Etymology and plural

The word is derived from Latin, in which index means "one who points out", an "indication", or a "forefinger".

In Latin, the plural form of the word is indices. In English, the plural "indices" is commonly used in mathematical and computing contexts, and sometimes in bibliographical contexts – for example, in the 17-volume Women in World History: A Biographical Encyclopedia (1999–2002). [4] However, this form is now seen as an archaism by many writers and commentators, who prefer the anglicised plural "indexes". "Indexes" is widely used in the publishing industry; in the International Standard ISO 999, Information and documentation – Guidelines for the content, organization and presentation of indexes; and is preferred by the Oxford Style Manual . [5] The Chicago Manual of Style allows both forms. [6]

G. Norman Knight quotes Shakespeare's lines from Troilus and Cressida (I.3.344) – "And in such indexes ..." – and comments:

"But the real importance of this passage is that it establishes for all time the correct literary plural; we can leave the Latin form "indices" to the mathematicians (and similarly "appendices" to the anatomists)." [2]

Indexing process

The first page of the index of Novus Atlas Sinensis by Martino Martini (published as a section of Volume 10 of Joan Blaeu's Atlas Maior in 1655) Novus Atlas Sinensis - First page of the index.jpg
The first page of the index of Novus Atlas Sinensis by Martino Martini (published as a section of Volume 10 of Joan Blaeu's Atlas Maior in 1655)

Conventional indexing

The indexer reads through the text, identifying indexable concepts (those for which the text provides useful information and which will be of relevance for the text's readership). The indexer creates index headings to represent those concepts, which are phrased such that they can be found when in alphabetical order (so, for example, one would write 'indexing process' rather than 'how to create an index'). These headings and their associated locators (indicators to position in the text) are entered into specialist indexing software which handles the formatting of the index and facilitates the editing phase. The index is then edited to impose consistency throughout the index.

Indexers must analyze the text to enable presentation of concepts and ideas in the index that may not be named within the text. The index is intended to help the reader, researcher, or information professional, rather than the author, find information, so the professional indexer must act as a liaison between the text and its ultimate user.

In the United States, according to tradition, the index for a non-fiction book is the responsibility of the author, but most authors don't actually do it. Most indexing is done by freelancers hired by authors, publishers or an independent business which manages the production of a book, [7] publishers or book packagers. Some publishers and database companies employ indexers.

Before indexing software existed, indexes were created using slips of paper or, later, index cards. After hundreds of such slips or cards were filled out (as the indexer worked through the pages of the book proofs), they could then be shuffled by hand into alphabetical order, at which point they served as manuscript to be typeset into the printed index.

Indexing software

Software is available to aid the indexer in building a book index. [8] [9] There are several dedicated indexing software programs available to assist with the special sorting and copying needs involved in index preparation.

Embedded indexing

Embedded indexing involves including the index headings in the midst of the text itself, but surrounded by codes so that they are not normally displayed. A usable index is then generated automatically from the embedded text using the position of the embedded headings to determine the locators. Thus, when the pagination is changed the index can be regenerated with the new locators.

## THE TASK
Can you continue the passage on book indexes, picking up after its final sentence about regenerating the index with new locators?

## DATA RECORDS
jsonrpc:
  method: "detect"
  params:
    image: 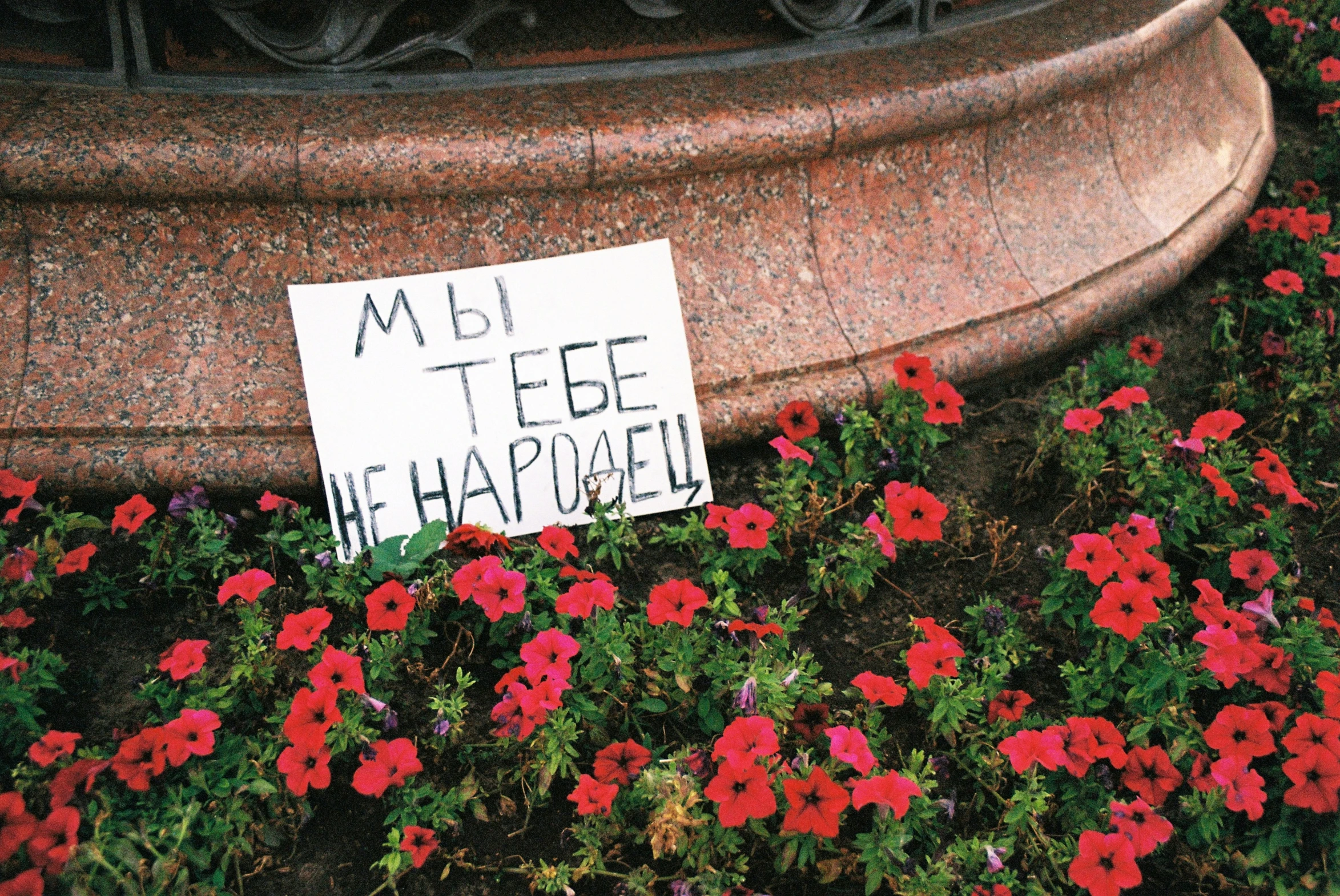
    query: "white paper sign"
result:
[288,240,711,560]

## EXPECTED ANSWER
LaTeX documents support embedded indexes primarily through the MakeIndex package. Several widely used XML DTDs, including DocBook and TEI, have elements that allow index creation directly in the XML files. Most word processing software, such as StarWriter/ Writer, Microsoft Word, and WordPerfect, as well as some desktop publishing software (for example, FrameMaker and InDesign), as well as other tools (for example, MadCap Software's Flare), have some facility for embedded indexing as well. TExtract and IndexExploit support embedded indexing of Microsoft Word documents. [8]

An embedded index requires more time to create than a conventional static index; however, an embedded index can save time in the long run when the material is updated or repaginated. This is because, with a static index, if even a few pages change, the entire index must be revised or recreated while, with an embedded index, only the pages that changed need updating or indexing.


Indexes are also designed to help the reader find information quickly and easily. A complete and truly useful index is not simply a list of the words and phrases used in a publication (which is properly called a concordance), but an organized map of its contents, including cross-references, grouping of like concepts, and other useful intellectual analysis.

Sample back-of-the-book index excerpt:

sage, 41–42. See also Herbs ← directing the reader to related terms
Scarlet Sages. SeeSalvia coccinea ← redirecting the reader to term used in the text
shade plants ← grouping term (may not appear in the text; may be generated by indexer)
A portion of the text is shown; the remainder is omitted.